WHAT THE TASK REQUIRES: Reproduce every one of the following items verbatim, omitting the pictures.
# Start of EXERCISE MATERIAL
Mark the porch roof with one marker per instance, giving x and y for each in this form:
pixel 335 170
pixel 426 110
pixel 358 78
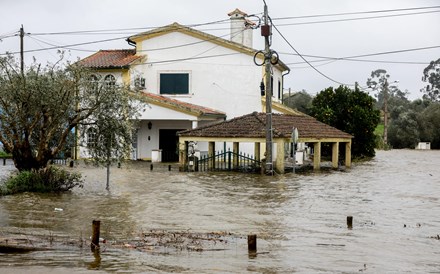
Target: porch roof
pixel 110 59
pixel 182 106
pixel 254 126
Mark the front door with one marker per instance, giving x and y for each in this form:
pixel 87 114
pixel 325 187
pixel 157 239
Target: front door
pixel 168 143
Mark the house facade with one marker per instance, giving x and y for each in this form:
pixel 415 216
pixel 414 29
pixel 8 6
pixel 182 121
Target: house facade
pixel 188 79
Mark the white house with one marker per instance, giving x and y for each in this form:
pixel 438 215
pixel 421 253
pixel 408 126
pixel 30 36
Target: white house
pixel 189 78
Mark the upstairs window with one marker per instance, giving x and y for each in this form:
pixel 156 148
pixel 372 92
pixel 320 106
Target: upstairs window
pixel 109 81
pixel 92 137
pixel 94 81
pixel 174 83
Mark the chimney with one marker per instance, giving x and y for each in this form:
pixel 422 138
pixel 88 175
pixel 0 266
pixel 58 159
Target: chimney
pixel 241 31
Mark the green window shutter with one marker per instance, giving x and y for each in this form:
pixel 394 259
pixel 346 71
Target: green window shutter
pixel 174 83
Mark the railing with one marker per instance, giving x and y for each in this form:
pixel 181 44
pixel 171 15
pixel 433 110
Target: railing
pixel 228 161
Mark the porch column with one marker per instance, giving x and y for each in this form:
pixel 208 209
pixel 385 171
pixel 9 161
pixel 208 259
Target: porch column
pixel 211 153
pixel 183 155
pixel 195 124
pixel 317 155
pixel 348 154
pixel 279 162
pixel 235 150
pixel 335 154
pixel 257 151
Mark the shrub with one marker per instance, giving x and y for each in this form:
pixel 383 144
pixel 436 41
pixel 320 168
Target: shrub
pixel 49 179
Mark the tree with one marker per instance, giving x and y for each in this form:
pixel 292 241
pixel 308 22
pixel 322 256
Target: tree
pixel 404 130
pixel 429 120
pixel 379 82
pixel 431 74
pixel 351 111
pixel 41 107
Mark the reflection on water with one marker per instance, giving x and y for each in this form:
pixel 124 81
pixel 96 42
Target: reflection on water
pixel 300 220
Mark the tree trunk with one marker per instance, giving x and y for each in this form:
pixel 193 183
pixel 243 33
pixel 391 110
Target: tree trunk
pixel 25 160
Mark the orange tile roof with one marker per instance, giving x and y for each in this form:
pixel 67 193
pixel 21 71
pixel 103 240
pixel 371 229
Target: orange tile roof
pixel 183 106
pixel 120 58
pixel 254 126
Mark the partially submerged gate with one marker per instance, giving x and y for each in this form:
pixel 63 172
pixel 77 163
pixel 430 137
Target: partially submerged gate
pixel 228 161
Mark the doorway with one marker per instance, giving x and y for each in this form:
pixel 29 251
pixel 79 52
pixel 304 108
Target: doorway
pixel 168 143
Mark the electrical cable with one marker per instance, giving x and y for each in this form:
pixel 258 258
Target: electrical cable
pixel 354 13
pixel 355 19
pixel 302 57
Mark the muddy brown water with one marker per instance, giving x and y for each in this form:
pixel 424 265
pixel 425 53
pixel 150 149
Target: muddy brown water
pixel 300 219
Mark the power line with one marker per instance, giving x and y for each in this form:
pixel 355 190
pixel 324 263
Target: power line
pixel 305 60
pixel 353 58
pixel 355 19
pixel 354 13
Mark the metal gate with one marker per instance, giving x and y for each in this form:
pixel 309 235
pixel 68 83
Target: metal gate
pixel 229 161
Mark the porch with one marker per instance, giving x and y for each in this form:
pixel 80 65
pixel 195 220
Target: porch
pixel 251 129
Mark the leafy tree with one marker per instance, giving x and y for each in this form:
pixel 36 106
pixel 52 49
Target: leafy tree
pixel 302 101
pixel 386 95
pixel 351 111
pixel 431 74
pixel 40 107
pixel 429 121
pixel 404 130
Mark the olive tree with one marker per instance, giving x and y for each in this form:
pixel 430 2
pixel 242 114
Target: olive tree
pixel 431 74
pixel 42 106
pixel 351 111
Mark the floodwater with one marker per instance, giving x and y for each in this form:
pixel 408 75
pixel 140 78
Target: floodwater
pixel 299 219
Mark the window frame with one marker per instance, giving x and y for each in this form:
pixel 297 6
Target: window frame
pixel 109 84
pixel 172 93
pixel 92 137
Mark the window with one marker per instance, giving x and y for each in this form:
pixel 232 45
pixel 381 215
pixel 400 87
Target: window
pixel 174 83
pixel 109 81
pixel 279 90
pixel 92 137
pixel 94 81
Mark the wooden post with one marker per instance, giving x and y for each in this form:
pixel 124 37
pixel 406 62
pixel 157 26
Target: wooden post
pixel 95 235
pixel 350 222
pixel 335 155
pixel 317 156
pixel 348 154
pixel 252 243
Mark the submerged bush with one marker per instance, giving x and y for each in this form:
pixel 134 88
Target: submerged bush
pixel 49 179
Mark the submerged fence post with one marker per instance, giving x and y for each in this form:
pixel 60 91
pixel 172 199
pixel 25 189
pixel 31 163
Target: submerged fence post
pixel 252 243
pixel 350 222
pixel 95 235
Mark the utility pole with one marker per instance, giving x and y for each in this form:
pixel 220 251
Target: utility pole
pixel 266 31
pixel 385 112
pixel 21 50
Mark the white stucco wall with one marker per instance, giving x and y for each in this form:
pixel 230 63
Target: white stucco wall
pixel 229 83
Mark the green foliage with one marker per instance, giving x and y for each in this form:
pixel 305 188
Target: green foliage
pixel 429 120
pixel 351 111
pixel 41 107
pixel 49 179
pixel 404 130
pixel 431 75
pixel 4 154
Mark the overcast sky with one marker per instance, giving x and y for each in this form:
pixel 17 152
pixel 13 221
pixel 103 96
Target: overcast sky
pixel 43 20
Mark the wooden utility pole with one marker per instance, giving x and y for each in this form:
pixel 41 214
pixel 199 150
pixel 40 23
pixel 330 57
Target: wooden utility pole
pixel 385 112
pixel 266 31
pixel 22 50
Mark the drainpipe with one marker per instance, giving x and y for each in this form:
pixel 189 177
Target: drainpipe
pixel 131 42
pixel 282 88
# End of EXERCISE MATERIAL
WORKED SOLUTION:
Mark the porch roof with one marker per instance, giving x and y for each in this form:
pixel 335 170
pixel 426 110
pixel 358 78
Target: porch roof
pixel 110 59
pixel 182 106
pixel 254 126
Mark the front door with one marker per instance, giving x and y for each in this form:
pixel 87 114
pixel 325 187
pixel 157 239
Target: front door
pixel 168 143
Mark the house facade with one marker per instance, giving x and y for each in this form:
pixel 415 216
pixel 414 29
pixel 8 6
pixel 182 121
Target: house facade
pixel 188 79
Mark the white house with one marker per instance, giving x and y for each in this form:
pixel 438 215
pixel 421 253
pixel 408 126
pixel 30 36
Target: white house
pixel 189 78
Mark the upstairs window with one marker per instance, giving x and y for each in this form:
pixel 156 148
pixel 372 92
pixel 320 106
Target: upstairs window
pixel 109 81
pixel 92 137
pixel 94 81
pixel 174 83
Mark the chimney with one marker per instance, giving x and y for each in this form:
pixel 422 138
pixel 88 175
pixel 0 266
pixel 58 159
Target: chimney
pixel 241 31
Mark the green window shutter with one marker per instance, giving x and y for each in this form:
pixel 394 259
pixel 346 71
Target: green window shutter
pixel 174 83
Mark the railing with one marker per instance, giving x and y for each in this form:
pixel 181 44
pixel 171 15
pixel 433 110
Target: railing
pixel 228 161
Mark the porch column with one marker per instance, giving x and y for each in this form:
pixel 208 209
pixel 385 171
pixel 9 161
pixel 208 259
Target: porch column
pixel 211 153
pixel 183 155
pixel 195 124
pixel 317 155
pixel 348 154
pixel 279 162
pixel 235 150
pixel 335 154
pixel 257 151
Mark the shrub with one marker per instance, giving x and y for each in this form:
pixel 383 144
pixel 436 41
pixel 320 168
Target: shrub
pixel 49 179
Mark the tree with one marker per instance, giving x and y for each in this form:
pixel 292 241
pixel 308 22
pixel 322 256
Target: tree
pixel 404 130
pixel 429 120
pixel 379 82
pixel 431 74
pixel 351 111
pixel 41 107
Mark the reflection on water with one marker per instance, giving x and y for each in this form:
pixel 124 81
pixel 96 42
Target: reflection on water
pixel 300 220
Mark the tree trunk with one marker per instance, giving x and y for each in this form:
pixel 193 183
pixel 243 33
pixel 391 110
Target: tree trunk
pixel 25 160
Mark the orange tile roof with one marker per instance, giving x and y for each in this form:
pixel 67 193
pixel 21 71
pixel 103 240
pixel 371 229
Target: orange tile roof
pixel 183 106
pixel 120 58
pixel 254 126
Mark the partially submerged gate with one marker per instance, giving x and y for each in this form:
pixel 63 172
pixel 77 163
pixel 430 137
Target: partially submerged gate
pixel 228 161
Mark the doorway with one marker per instance, giving x and y for each in this form:
pixel 29 251
pixel 79 52
pixel 304 108
Target: doorway
pixel 168 143
Mark the electrical cable with one marker per instance, giving x and y for each in this form:
pixel 258 258
Target: electrical cable
pixel 354 13
pixel 355 19
pixel 302 57
Mark the muddy brown water with one marker per instance, giving x and y for each in this form:
pixel 424 265
pixel 425 53
pixel 150 149
Target: muddy brown water
pixel 300 219
Mark the power line with one marker per instance, giving x and y for each in this form:
pixel 355 190
pixel 324 263
Target: power line
pixel 305 60
pixel 353 58
pixel 355 19
pixel 354 13
Mark the metal gate with one marker per instance, giving x and y for each in this form:
pixel 309 235
pixel 68 83
Target: metal gate
pixel 229 161
Mark the porch with one marker per instance, giving x and y for each in this form:
pixel 80 65
pixel 195 220
Target: porch
pixel 251 129
Mark the leafy tree with one marker per instance, giving x and y for each in this form:
pixel 36 106
pixel 52 49
Target: leafy tree
pixel 302 101
pixel 386 95
pixel 351 111
pixel 431 74
pixel 40 107
pixel 429 121
pixel 404 130
Mark the olive tree with one marker per instance, giving x and y for each in this form:
pixel 430 2
pixel 242 114
Target: olive tree
pixel 431 74
pixel 42 106
pixel 351 111
Mark the floodwater with one marker per instance, giving x and y for each in this form:
pixel 408 75
pixel 140 78
Target: floodwater
pixel 299 219
Mark the window frame with one marker per instance, giving x and y for each in this form:
pixel 297 6
Target: window frame
pixel 109 84
pixel 172 93
pixel 92 137
Mark the window with one marker per instance, giving x and y for each in this form:
pixel 232 45
pixel 381 215
pixel 400 87
Target: window
pixel 174 83
pixel 109 81
pixel 279 90
pixel 92 137
pixel 94 81
Mark the wooden post with one marker per instance, giving x and y for each in this form:
pixel 124 37
pixel 406 62
pixel 157 26
Target: wooden post
pixel 95 235
pixel 350 222
pixel 335 155
pixel 317 156
pixel 348 154
pixel 252 243
Mark the submerged bush with one marker per instance, giving x and y for each in this form:
pixel 134 88
Target: submerged bush
pixel 49 179
Mark the submerged fence post with one marker per instance, giving x and y for each in this form:
pixel 60 91
pixel 172 199
pixel 25 189
pixel 31 163
Target: submerged fence post
pixel 252 243
pixel 350 222
pixel 95 235
Mark the utility pole with one marker per instance, giving x and y for each in this form:
pixel 220 251
Target: utility pole
pixel 266 31
pixel 385 112
pixel 21 50
Mark the white stucco wall with one marker per instance, giving x and y for each in this form:
pixel 230 63
Target: white stucco wall
pixel 229 83
Mark the green foliage with one marker per instance, giving x and y for each in this form:
pixel 305 188
Target: green foliage
pixel 429 120
pixel 351 111
pixel 41 107
pixel 49 179
pixel 404 130
pixel 431 75
pixel 4 154
Mark the overcast sky with one marker per instance, giving x and y for each in this form:
pixel 17 152
pixel 13 221
pixel 103 96
Target: overcast sky
pixel 43 20
Mark the wooden utility pole with one marker per instance, giving x and y for each in this form:
pixel 41 214
pixel 199 150
pixel 40 23
pixel 330 57
Target: wooden utility pole
pixel 385 112
pixel 266 31
pixel 22 50
Mark the drainpipe with one marker per instance, giving x and y for each in this form:
pixel 189 177
Target: drainpipe
pixel 131 42
pixel 282 88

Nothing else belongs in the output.